- Entries from a point annotation set:
--------------------------------------------------
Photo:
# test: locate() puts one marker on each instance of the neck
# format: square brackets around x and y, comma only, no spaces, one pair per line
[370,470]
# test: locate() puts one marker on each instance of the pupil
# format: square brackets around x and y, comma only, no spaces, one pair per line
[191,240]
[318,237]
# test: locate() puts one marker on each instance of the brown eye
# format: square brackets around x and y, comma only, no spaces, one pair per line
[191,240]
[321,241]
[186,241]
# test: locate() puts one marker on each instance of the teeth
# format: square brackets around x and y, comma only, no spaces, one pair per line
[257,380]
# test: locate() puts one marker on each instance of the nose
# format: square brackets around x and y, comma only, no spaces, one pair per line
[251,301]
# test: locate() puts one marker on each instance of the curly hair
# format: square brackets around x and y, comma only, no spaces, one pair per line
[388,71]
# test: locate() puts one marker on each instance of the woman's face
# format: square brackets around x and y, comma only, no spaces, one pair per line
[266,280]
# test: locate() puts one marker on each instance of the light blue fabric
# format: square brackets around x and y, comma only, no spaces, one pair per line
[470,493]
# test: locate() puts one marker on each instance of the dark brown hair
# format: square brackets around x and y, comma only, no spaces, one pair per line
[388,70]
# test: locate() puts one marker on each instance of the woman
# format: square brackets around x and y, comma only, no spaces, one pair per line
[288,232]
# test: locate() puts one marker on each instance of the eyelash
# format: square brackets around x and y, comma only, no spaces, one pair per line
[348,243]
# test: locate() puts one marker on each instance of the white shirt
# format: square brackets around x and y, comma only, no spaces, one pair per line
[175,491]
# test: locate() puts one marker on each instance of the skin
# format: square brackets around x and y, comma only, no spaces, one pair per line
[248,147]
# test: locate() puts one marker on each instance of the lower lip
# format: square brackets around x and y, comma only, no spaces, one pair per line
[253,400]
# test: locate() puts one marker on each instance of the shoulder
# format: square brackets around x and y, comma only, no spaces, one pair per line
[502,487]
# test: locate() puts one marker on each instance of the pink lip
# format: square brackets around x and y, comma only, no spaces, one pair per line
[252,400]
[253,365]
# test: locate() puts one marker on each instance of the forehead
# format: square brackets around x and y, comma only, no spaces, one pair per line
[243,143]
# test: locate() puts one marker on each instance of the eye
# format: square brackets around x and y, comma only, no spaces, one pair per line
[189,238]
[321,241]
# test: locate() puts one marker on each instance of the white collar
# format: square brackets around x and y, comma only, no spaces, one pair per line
--------------------------------------------------
- TASK DIRECTIONS:
Rewrite all of the records above with every "marker" renamed to "point", keeping everything else unchanged.

- COMPLETED EXERCISE:
Photo:
# test: locate() puts one point on each instance of the neck
# format: square brackets around x and y, comma only, no spaces, one pair per line
[370,470]
# test: locate() puts one point on each instance of the pupil
# format: square brackets around x and y, comma only, no spaces, one pair per line
[191,240]
[318,237]
# test: locate() puts one point on each instance of the brown eye
# format: square brackets around x and y, comma only, no spaces, one pair per line
[191,240]
[321,241]
[186,241]
# test: locate() puts one point on each instance of the teeth
# format: square brackets around x and y, comma only, no spaces, one pair per line
[257,380]
# test: locate() puts one point on each instance of the nose
# format: square brackets around x and y, comma only, no spaces, one pair per line
[251,301]
# test: locate() puts one point on each instance of the curly hair
# format: square brackets around x and y, comma only, no spaces, one pair per line
[388,71]
# test: locate() puts one point on each instance of the woman's face
# format: square brackets around x and y, comma only, no spaces, one pair per line
[266,280]
# test: locate() puts one point on each instance of the light blue fabric
# format: square brackets around x and y, comma only, no spaces, one pair per line
[470,493]
# test: locate() puts one point on each instance of the dark brown hair
# format: square brackets around x and y, comma only, no spaces, one pair per line
[388,70]
# test: locate() puts one point on each instance of the woman
# format: square brackets around x and y, comma only, no spaces, one pair per line
[288,232]
# test: locate() puts one point on each instance of the eyelash
# format: square brackets around x and y, comma only, no spaces, one pair per line
[348,243]
# test: locate() puts one point on each instance of the white shirt
# format: square brackets around x and y, comma only, no spaces, one pair per line
[175,491]
# test: locate() puts one point on each instance of the skin
# format: square brackets around x and y, comma only, no spaces, one pair per line
[248,147]
# test: locate() puts one point on each instance of the lower lip
# format: square brackets around x and y, comma only, no spaces, one pair per line
[253,400]
# test: locate() puts one point on each instance of the shoulder
# format: square brackets around x and y, comma only, no spaces, one pair per line
[502,487]
# test: locate() puts one point on each instance of the pink lip
# format: square brackets around x and y, comma only, no spaces, one pair per line
[252,400]
[253,365]
# test: locate() puts one point on each instance of the forehead
# format: square brackets around x and y, comma only, no spaces, one pair per line
[243,143]
# test: locate() puts one point on each instance of the eye
# format: square brackets around x and y, comma only, no spaces, one pair per line
[189,238]
[321,241]
# test: locate() puts one point on each instance of the white collar
# format: square brackets around x and y, comma only, no spaces, one pair per line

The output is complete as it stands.